▸ **WHAT IS ASKED**:
In the passage about Michael Knowles, since what year has the state of Connecticut had public smoking prohibitions?

▸ **SOURCE DOCUMENT**:
## BEGIN

Michael Knowles began his college career with a thumb in the eye to the establishment. His application essay to Yale University detailed his infatuation with cigars, using the Cuban communists and the Sandinistas as a backdrop.

“I got in,” says Knowles, who had no legacy to rely on. “But later the admissions officer said one person had been unsure of admitting me, with the tobacco as a red flag.”

Tobacco, even as he applied in 2007, was already taboo. The state of Connecticut, home of Yale, has public smoking prohibitions dating back to 1979.

Knowles employed his considerable intellectual heft to tweak the established order. Uptight about the leaf? He had no interest in heeding the status quo.

Four years later, with a degree in history and Italian, Knowles graduated as an esteemed member of his class. And he got his classmates talking about cigars.

As a podcaster, social media maven and radio talk show host, Knowles, 35 years old in March, is a conservative ruckus raiser who is riding the crest of today’s political revolution.

His role as a part of the Daily Wire brand since 2016 helps him brandish formidable influence in the world of political debate. His podcast, “The Michael Knowles Show,” flexes his current events commentary and on occasion features guests including U.S. Sen. Marsha Blackburn and actor Kirk Cameron.

## END

▸ **ITEMS**:
## BEGIN

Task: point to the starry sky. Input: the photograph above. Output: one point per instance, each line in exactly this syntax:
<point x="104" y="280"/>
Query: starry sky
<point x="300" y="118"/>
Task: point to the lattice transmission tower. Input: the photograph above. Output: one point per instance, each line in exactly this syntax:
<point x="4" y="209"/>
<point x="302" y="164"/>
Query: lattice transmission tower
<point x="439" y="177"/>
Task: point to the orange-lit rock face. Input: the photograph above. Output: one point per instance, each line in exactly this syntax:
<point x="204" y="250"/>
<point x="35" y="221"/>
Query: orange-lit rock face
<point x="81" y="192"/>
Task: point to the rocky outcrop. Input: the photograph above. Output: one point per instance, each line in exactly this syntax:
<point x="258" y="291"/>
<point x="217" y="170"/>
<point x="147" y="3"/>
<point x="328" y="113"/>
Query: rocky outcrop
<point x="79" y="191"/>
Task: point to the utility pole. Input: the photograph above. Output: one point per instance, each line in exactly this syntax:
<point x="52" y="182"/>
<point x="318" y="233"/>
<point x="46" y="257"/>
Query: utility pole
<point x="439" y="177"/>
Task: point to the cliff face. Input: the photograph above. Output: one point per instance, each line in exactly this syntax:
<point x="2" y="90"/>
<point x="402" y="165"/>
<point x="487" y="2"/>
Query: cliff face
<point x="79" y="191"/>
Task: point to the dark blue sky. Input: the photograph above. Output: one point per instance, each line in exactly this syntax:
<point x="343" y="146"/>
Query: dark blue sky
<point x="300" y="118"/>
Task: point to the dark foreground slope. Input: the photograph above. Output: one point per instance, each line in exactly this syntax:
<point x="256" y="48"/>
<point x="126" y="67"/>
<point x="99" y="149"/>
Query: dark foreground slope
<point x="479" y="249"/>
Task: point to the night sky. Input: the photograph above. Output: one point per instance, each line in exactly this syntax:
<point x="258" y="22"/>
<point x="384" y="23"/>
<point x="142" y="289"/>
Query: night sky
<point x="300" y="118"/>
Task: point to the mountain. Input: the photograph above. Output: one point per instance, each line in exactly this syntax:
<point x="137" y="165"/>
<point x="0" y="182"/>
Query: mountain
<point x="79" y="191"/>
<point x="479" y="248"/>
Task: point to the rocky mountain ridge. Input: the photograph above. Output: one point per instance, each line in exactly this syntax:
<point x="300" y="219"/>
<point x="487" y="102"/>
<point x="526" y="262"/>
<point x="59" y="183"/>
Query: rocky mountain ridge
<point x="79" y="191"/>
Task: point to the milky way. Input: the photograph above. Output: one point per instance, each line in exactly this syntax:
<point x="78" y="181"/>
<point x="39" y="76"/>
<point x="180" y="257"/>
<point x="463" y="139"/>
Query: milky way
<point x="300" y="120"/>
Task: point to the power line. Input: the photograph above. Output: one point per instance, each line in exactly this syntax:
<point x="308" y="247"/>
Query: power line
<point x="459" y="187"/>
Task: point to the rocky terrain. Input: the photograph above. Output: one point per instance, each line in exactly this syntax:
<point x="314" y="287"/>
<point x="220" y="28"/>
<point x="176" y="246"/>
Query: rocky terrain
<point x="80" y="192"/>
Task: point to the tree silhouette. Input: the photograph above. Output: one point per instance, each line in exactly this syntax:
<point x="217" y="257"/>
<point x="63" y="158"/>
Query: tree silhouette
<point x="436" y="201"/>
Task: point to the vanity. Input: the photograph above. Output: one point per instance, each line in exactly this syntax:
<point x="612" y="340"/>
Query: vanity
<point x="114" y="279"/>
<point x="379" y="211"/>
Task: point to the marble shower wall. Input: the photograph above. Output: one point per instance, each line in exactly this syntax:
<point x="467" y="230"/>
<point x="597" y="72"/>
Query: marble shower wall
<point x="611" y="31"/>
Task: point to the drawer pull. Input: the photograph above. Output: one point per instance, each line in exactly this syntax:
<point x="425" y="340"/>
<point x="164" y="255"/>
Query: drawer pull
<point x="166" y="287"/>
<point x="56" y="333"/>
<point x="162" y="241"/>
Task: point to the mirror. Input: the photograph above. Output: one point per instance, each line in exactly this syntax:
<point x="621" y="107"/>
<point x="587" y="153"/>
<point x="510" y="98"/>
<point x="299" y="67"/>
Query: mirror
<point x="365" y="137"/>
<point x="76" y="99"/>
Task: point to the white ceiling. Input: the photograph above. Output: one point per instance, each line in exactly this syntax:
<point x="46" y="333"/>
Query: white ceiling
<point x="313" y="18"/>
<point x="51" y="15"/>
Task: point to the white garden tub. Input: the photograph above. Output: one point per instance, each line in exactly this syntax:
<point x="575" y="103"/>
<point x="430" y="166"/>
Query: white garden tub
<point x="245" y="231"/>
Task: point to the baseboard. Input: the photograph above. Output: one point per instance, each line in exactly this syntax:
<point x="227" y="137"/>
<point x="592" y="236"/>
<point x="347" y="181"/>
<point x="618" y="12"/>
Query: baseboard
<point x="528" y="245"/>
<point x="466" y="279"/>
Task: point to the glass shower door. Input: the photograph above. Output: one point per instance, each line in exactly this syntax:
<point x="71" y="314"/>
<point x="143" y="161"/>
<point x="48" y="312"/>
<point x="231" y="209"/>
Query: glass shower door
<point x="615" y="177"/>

## END

▸ **SOLUTION**:
1979